◆ **SOURCE TEXT**
So, here’s the thing. I love social media, because it’s given me a chance to meet wonderful people (like you, probably!) but we have to admit it, there’s a flaw in its design. All of those short sentences and catchy captions don’t give us nearly enough time to really get to know each other!

For that, I think it’s time to get back to blogs. Make a cup of tea, set aside some time to read, and enjoy some stories from people we’d like to get to know better–I think we could all use that once in a while! So without further ado, let’s start with Five Questions for author L.R. Trovillion.

L.R. Trovillion author image
Writer L.R. Trovillion creates compelling Young Adult and Equestrian Fiction

Trovillion is the author of the new Young Adult – Equestrian Fiction novel Horse Godsand previously released False Godsboth set in Maryland’s equestrian community.

Her books get great reviews with readers, who love her fast-paced, tightly-woven plots about teenage girls who find purpose and courage through equestrian life.

If you love coming-of-age stories (and who doesn’t, really) and a well-written story with plenty of horses in it, these books belong on your list.

I asked L.R. Trovillion five questions about her latest novel, her writing life, and her craft. Let’s go!

Hello! Thank you for being my debut subject for Five Questions!

First of all, thank you, Natalie, for giving me this opportunity to speak with you and for hosting me on your blog.

You have a new book! Tell us a little about Horse Gods and your inspiration for this story.

The story grew out of a unique experience. A friend invited me to accompany him and his hawk out hunting. When this bird of prey lifted off his arm to the treetops, I was amazed that it did not just fly away, free. That really got me thinking…

Freya the hawk
Freya, the inspiration for an avian character in Horse Gods

The sequel, Horse Gods, picks up the story of a new main character, Regina Hamilton. Her abusive mother, who we met in the first book, False Gods, is getting out of prison and Regina has only a few months to figure out how she can avoid having to live with her. As a minor, she doesn’t have too many options.

She falls into an opportunity at an elite dressage barn (even though she’s a jumper rider!) to work as a resident working student, if she can prove herself.

But things at this barn are not what they seem, and before long Regina finds herself in a dangerous situation. (No spoilers).

What made you decide to begin writing equestrian fiction?

L.R. Trovillion on horseback
L.R. Trovillion fits in plenty of real-life riding for her inspiration

Horses are the inspiration. I only started riding as an adult when I had a job that would support boarding and lessons, but I never looked back!

To help defray some costs, I worked as a groom for a hunter/jumper rider, which gave me a unique view into the world of big-time horse shows.

Later, my interests gravitated to dressage. I believe there is a certain magic in the horse-human connection and I hope to capture a little bit of it in my stories.

Horse Gods blends a lot of topics – you’ve got hawking, dressage, Irish mythology, and parents in prison, among other things. Was it hard to keep your plot in order and not lose any threads?

Ha, ha! I’ll have to let my readers answer that question, but I certainly hope I didn’t lose any threads! Yes, there’s a lot going on, but the various topics are all held together by one central theme—trust. The hawk, the wild mare, the Irish myths that surround Regina all symbolize various needs for and levels of trust. You see, Regina has no one to lean on, no one to help her (she thinks), and so has always just relied on herself. As she grapples with one problem after another, she slowly discovers how to trust in others as well. But that trust in people is severely tested in the end.

◆ **TASK INPUTS**
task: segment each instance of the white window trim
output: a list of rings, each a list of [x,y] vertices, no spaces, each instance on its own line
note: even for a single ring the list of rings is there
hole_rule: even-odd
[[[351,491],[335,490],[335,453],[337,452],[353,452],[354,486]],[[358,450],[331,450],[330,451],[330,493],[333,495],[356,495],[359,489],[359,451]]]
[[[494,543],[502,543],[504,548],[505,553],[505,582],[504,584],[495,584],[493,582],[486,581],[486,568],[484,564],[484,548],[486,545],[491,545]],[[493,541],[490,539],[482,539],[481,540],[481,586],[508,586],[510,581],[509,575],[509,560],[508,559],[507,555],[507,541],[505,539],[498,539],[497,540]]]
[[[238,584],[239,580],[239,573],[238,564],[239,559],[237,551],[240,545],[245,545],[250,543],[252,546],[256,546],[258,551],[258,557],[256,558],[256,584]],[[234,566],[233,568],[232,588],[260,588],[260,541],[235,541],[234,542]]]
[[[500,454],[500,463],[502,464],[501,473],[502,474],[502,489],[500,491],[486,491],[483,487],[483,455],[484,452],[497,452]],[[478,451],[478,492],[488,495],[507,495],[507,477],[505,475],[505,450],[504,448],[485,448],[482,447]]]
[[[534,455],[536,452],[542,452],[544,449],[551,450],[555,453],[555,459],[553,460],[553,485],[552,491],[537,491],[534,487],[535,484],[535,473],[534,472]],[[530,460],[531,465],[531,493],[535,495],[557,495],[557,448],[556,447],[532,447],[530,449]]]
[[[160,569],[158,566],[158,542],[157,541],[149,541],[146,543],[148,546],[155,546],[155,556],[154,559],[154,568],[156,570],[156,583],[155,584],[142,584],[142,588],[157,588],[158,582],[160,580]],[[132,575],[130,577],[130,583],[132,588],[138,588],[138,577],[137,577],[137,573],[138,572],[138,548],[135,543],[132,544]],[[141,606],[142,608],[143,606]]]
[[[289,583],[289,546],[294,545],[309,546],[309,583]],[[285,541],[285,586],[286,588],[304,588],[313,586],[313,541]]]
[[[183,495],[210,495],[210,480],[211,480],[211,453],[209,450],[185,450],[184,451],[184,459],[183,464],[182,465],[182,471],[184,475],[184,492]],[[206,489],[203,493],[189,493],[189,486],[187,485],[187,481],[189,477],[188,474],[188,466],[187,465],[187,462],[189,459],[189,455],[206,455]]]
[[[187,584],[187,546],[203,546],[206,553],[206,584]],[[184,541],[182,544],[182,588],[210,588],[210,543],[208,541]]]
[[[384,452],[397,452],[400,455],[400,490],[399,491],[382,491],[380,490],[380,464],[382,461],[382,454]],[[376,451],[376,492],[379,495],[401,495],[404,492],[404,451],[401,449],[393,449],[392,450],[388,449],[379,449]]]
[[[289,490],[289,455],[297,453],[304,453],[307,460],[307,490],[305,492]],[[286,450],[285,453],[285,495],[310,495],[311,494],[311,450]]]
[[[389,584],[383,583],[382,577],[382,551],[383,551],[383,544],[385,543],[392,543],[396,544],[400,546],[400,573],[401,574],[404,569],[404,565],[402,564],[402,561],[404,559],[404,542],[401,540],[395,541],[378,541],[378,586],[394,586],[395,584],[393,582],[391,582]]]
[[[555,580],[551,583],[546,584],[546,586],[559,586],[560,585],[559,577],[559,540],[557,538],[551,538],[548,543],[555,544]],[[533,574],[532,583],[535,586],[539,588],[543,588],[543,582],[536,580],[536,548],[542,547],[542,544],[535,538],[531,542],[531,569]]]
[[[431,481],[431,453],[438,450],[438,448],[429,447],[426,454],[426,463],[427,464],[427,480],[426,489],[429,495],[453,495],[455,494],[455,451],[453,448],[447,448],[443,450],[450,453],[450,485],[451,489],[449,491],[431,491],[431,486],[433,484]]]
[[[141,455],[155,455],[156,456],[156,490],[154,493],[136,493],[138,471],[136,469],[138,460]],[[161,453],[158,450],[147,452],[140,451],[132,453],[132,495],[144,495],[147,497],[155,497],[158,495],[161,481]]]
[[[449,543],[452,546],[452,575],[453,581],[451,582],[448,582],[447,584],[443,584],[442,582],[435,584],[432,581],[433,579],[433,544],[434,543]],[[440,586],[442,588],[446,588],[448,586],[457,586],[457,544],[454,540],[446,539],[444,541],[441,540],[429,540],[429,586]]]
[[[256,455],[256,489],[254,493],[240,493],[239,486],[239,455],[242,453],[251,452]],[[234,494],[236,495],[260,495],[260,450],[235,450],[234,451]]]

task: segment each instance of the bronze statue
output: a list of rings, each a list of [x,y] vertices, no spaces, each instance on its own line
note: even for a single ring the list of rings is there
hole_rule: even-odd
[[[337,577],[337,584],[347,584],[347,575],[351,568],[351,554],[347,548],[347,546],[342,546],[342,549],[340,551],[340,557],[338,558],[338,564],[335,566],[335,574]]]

◆ **WHAT YOU WILL DO**
1 > Swap "bronze" for "stone" in the listing lines that run from the line containing "task: segment each instance of the bronze" through the end of the listing. Give only those lines again, with nothing else changed.
2 > Continue the interview with L.R. Trovillion from the point where it stops.

◆ **RESULTS FOR THE EXERCISE**
1 >
task: segment each instance of the stone statue
output: a list of rings, each a list of [x,y] vertices, no spaces, each instance on its own line
note: even for a single ring the list of rings is there
hole_rule: even-odd
[[[337,577],[337,584],[347,584],[347,575],[351,568],[351,554],[347,548],[347,546],[342,546],[342,549],[340,551],[340,557],[338,558],[338,564],[335,566],[335,574]]]

2 >
Can you tell us a little about your writing craft – how you schedule your time, how you plan your stories, that sort of thing?

Horse Gods ebook cover
Horse Gods, L.R. Trovillion’s new YA/Equestrian Fiction release

I would like to say that I am very disciplined and sit down to write for a set period of time every day, but that would be a lie! So often I sit down to write and a million other tasks feel suddenly more pressing—‘Oh, maybe I should clean out the closet instead!’

When I do knuckle down to write, at the beginning of a novel, I get a germ of a story idea and start building the characters around it. I like to take a main character, give her a big problem, strip her of all outside support from family or conventional means, and set her loose to make bad decisions and see what happens. Secondary characters sort of turn up on the pages and some of them become quite interesting and get to be the main character in the next book. (Spoiler: Main character in book 3 is Willow).

Sounds quite haphazard, doesn’t it? I do usually have the beginning and the end destination planned, but that whole messy middle part is sometimes surprising even to me.

What’s on your 2019 reading list? Have you read anything amazing this year?

I am fortunate to belong to a book club, which has been together for about 23 years. In that time, I have been introduced to so many amazing books, often ones I would not have picked out for myself.

Recently, one of my favorites was A Gentleman in Moscow by Amor Towles. I was a Russian language and literature major in college and this book captured so beautifully the culture, history, and mood of that time in Russia. Plus, I absolutely fell in love with the main character, Count Rostov! As for horse fiction, I’d have to say an all time favorite is Horse Heaven by the master storyteller, Jane Smiley.

I also love to read a lot of Young Adult. I really enjoyed The Sun is Also a Star by Nicola Yoon for her brilliant and edgy characters and Six of Crows by Leigh Bardugo for amazing world building. On my list: The Hate U Give by Angie Thomas and Girl in Pieces by Kathleen Glasgow. But I’m open to other suggestions!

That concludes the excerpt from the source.